#### [EXERCISE AIM]
Copy everything below, from the start of the rows down to and including the line containing "x=433 y=279", requests and all. Scale each coordinate in the answers by 0.6 and round to whole numbers, with halves rounding up.

Coordinate annotation rows
⟨

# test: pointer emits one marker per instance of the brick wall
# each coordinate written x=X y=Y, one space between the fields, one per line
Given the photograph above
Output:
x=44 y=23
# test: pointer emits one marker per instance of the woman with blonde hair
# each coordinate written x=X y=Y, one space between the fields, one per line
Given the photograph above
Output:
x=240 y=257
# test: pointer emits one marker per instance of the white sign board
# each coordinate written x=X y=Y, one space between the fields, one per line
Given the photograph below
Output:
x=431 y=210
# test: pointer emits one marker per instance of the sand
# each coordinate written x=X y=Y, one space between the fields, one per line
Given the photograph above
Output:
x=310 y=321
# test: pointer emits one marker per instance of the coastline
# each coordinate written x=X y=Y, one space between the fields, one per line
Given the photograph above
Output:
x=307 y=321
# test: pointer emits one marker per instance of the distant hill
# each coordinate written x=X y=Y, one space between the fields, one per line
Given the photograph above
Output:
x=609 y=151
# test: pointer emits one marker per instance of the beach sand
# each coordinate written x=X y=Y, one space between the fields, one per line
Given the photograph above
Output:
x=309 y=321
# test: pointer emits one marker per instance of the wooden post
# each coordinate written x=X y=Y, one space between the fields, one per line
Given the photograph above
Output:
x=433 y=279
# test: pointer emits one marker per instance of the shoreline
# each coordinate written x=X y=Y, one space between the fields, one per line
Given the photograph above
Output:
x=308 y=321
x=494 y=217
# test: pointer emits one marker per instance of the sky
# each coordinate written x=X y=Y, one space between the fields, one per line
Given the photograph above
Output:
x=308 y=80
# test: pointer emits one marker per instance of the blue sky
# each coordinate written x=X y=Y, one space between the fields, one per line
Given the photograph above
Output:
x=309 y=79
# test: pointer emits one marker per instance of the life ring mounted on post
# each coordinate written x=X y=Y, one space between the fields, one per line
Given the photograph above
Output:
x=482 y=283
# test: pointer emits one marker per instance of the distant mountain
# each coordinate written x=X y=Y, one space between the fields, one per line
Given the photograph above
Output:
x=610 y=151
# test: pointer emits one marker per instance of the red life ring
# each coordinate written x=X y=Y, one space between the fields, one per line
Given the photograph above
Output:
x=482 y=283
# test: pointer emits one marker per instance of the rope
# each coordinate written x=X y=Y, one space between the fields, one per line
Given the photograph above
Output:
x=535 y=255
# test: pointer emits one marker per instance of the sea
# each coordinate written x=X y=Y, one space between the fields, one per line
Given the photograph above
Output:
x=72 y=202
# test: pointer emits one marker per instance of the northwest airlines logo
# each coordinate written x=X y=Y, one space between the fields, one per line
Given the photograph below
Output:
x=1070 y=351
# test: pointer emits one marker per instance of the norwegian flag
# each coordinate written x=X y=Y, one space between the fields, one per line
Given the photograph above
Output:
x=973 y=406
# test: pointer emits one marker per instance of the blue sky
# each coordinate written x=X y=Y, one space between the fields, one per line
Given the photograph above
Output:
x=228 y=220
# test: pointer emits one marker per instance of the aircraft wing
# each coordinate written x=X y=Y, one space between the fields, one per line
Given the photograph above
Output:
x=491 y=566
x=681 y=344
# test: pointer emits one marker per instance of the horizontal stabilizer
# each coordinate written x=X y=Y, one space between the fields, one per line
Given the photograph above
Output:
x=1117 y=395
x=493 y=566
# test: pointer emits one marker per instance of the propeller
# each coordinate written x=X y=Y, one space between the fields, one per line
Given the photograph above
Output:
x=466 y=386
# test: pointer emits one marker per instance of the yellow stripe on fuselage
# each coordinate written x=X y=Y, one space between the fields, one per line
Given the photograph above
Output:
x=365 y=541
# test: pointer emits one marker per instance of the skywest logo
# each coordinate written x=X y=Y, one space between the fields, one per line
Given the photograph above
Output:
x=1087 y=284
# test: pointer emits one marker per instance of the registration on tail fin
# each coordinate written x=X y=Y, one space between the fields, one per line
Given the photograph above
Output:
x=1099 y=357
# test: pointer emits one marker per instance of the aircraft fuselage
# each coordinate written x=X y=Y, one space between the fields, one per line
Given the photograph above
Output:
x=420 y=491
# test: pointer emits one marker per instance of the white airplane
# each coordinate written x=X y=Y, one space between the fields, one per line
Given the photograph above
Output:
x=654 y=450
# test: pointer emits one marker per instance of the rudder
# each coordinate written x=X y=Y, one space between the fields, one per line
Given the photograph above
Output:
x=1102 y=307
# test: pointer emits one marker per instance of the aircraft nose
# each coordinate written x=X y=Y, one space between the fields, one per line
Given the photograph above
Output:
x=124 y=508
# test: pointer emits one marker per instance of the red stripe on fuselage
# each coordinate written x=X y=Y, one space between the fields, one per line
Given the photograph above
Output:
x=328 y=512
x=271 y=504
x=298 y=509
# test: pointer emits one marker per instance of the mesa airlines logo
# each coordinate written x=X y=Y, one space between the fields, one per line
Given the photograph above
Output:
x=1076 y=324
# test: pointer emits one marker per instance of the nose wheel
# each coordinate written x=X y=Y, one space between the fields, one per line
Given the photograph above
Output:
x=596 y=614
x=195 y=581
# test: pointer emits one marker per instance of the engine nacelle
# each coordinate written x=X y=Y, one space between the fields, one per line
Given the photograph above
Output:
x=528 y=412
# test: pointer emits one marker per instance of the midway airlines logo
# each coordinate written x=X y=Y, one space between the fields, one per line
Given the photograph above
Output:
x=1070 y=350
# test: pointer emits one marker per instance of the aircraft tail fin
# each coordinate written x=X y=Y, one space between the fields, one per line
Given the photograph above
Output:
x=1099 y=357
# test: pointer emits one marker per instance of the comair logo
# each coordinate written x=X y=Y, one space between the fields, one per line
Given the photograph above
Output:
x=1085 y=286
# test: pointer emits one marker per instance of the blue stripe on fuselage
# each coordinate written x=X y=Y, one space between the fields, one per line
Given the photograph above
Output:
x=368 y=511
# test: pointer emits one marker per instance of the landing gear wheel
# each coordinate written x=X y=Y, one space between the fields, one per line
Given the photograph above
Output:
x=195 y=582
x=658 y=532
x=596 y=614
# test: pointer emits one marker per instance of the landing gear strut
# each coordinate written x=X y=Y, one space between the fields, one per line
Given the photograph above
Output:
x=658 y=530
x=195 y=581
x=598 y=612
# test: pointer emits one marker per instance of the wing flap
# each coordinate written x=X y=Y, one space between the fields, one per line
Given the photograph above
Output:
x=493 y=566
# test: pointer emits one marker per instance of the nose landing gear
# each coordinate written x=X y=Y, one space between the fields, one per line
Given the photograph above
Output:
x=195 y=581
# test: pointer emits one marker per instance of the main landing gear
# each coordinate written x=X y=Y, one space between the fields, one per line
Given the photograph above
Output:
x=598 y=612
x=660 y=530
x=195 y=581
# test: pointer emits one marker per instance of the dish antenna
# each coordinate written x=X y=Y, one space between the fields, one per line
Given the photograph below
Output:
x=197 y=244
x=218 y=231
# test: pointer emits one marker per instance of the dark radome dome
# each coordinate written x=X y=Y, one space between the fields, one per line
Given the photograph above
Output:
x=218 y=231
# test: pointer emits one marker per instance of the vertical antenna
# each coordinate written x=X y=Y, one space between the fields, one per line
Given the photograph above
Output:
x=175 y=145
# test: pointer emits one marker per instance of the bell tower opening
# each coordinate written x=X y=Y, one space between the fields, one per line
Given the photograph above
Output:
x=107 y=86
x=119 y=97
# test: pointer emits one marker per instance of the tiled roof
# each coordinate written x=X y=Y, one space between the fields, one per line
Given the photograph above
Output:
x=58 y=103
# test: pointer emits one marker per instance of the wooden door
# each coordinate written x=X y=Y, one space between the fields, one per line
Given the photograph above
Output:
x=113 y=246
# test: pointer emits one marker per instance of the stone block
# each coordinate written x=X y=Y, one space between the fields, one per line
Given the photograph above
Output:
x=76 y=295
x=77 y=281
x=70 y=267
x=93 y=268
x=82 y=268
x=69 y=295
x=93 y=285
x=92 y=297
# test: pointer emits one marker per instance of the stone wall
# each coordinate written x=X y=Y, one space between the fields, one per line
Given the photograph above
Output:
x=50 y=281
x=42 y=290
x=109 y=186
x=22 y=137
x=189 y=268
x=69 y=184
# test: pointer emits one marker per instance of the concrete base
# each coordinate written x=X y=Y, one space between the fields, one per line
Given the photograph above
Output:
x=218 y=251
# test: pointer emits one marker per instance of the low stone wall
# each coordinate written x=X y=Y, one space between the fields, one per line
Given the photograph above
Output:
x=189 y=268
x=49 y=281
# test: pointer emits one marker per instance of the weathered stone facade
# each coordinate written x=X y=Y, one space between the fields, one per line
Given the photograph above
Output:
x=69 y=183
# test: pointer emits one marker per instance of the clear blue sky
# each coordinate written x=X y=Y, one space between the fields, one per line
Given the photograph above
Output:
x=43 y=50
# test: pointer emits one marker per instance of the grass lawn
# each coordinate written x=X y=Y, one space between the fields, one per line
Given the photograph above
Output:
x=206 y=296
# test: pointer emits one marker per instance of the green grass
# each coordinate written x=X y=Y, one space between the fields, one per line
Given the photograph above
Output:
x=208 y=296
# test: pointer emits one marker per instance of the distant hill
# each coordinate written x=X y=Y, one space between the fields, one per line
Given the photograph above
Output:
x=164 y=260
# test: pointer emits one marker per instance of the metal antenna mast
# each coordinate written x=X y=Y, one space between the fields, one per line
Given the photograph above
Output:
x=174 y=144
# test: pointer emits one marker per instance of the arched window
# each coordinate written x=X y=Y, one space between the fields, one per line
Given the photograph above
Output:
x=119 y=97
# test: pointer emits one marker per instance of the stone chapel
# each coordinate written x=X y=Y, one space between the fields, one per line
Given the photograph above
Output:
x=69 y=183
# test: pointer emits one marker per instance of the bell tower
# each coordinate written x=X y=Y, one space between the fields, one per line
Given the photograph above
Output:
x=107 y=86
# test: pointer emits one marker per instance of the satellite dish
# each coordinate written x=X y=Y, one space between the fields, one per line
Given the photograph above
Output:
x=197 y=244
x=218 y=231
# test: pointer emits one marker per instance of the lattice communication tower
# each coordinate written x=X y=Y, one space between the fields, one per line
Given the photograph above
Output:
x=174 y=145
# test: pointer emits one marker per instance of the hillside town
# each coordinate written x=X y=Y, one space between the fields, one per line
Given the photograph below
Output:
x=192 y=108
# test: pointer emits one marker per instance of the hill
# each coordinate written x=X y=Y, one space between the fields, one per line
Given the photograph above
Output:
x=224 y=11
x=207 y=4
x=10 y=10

⟩

#### [RESULT OF THE EXERCISE]
# test: pointer emits one marker per instance of the brick wall
# each coordinate written x=X y=Y, one space between the fields, one per line
Given the photograph above
Output:
x=26 y=14
# test: pointer emits one marker per instance of the woman with blonde hair
# each coordinate written x=X y=Y, one space between the fields, one per line
Given the photograph above
Output:
x=144 y=154
# test: pointer emits one marker per instance of the white sign board
# each coordinate written x=X y=Y, one space between the fields, one per line
Given the photograph below
Output:
x=259 y=126
# test: pointer emits one marker per instance of the sand
# each coordinate written x=X y=Y, one space between the fields, one per line
Given the photograph above
Output:
x=186 y=193
# test: pointer emits one marker per instance of the coastline
# each coordinate written x=X y=Y, one space between the fields, one per line
Given the photograph above
Output:
x=184 y=193
# test: pointer emits one marker per instance of the distant hill
# each coordinate written x=X y=Y, one space between the fields, one per line
Given the photograph above
Output:
x=365 y=91
# test: pointer emits one marker per instance of the beach sand
# each coordinate written x=X y=Y, one space between the fields, one per line
Given the photograph above
Output:
x=185 y=193
# test: pointer emits one marker per instance of the wooden post
# each coordinate written x=X y=Y, one space between the fields, one per line
Given the photograph above
Output:
x=260 y=167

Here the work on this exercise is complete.